### What is required
Locate the line that contains "Target: chameleon's eye". Reproduce it and all following lines up to the end of the material, exactly and with nothing added.

### Entries shown

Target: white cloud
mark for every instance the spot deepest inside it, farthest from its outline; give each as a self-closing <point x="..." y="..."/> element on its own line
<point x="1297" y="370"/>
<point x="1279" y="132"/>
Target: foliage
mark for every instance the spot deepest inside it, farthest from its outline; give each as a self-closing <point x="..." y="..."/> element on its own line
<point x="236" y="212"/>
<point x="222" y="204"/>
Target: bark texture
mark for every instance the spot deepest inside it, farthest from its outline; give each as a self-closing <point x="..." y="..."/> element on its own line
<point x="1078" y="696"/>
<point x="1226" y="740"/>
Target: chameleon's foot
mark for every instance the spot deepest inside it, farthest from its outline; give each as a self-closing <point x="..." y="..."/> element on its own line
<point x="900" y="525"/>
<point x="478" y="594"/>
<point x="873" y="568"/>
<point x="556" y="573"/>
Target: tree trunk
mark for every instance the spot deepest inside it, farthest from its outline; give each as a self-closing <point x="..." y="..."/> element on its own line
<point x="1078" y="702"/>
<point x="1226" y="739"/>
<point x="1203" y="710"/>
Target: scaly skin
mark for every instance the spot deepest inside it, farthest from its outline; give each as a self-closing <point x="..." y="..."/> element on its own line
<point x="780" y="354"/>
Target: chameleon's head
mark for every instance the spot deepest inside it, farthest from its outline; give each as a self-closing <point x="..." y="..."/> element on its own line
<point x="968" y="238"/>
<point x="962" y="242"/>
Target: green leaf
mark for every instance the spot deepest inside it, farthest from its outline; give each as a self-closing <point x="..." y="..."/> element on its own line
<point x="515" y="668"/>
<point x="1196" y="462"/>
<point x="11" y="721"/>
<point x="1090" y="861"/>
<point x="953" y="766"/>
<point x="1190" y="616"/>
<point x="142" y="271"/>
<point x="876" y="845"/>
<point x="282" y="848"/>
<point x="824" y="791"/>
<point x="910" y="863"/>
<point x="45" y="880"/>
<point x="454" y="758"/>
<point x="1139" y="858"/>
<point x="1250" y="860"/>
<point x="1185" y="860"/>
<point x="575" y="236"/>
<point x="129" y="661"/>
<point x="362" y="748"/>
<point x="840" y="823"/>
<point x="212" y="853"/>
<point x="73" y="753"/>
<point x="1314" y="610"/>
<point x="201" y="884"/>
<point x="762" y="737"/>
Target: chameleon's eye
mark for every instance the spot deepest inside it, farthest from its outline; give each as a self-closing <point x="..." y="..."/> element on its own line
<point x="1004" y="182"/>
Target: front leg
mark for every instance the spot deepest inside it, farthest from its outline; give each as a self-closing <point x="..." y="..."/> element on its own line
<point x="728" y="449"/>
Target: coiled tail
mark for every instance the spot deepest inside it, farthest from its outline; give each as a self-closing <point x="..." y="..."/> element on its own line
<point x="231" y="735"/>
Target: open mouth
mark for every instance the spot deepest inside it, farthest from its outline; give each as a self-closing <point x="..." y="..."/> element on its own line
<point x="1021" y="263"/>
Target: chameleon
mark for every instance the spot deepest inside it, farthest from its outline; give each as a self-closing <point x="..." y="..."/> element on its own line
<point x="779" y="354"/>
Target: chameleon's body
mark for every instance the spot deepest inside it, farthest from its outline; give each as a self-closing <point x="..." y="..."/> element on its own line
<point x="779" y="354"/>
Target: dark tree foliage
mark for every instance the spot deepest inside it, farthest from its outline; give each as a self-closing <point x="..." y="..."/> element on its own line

### The reply
Target: chameleon's eye
mark for every instance the spot deepest inside it, farthest from its outline; give each as a self-closing <point x="..." y="..."/> element on its own line
<point x="1004" y="182"/>
Target: front leg
mark for every instance the spot deepest inside it, farthest from its outline; give each as a self-closing <point x="..." y="..."/> element on its own line
<point x="728" y="449"/>
Target: coiled tail
mark for every instance the spot deepest inside it, farthest from its outline; give each as a self-closing <point x="..." y="..."/> element on its own line
<point x="231" y="735"/>
Target: open mouth
mark for every instance the spot deepest inside it, farthest from its outline; give each as a self-closing <point x="..." y="..."/> element on its own line
<point x="1021" y="263"/>
Target: chameleon
mark for every instance the spot deepest inside it, farthest from its outline; give each as a self-closing <point x="..." y="..."/> element on its own line
<point x="779" y="354"/>
Target: chameleon's body
mark for every instance the spot deepest inside it, farthest from its outline; give each as a self-closing <point x="..." y="..."/> element on its own line
<point x="779" y="354"/>
Target: dark tree foliage
mark for every instance the spot deepest inside it, farthest from its outline; give each as a self-closing <point x="..." y="..."/> element on its own line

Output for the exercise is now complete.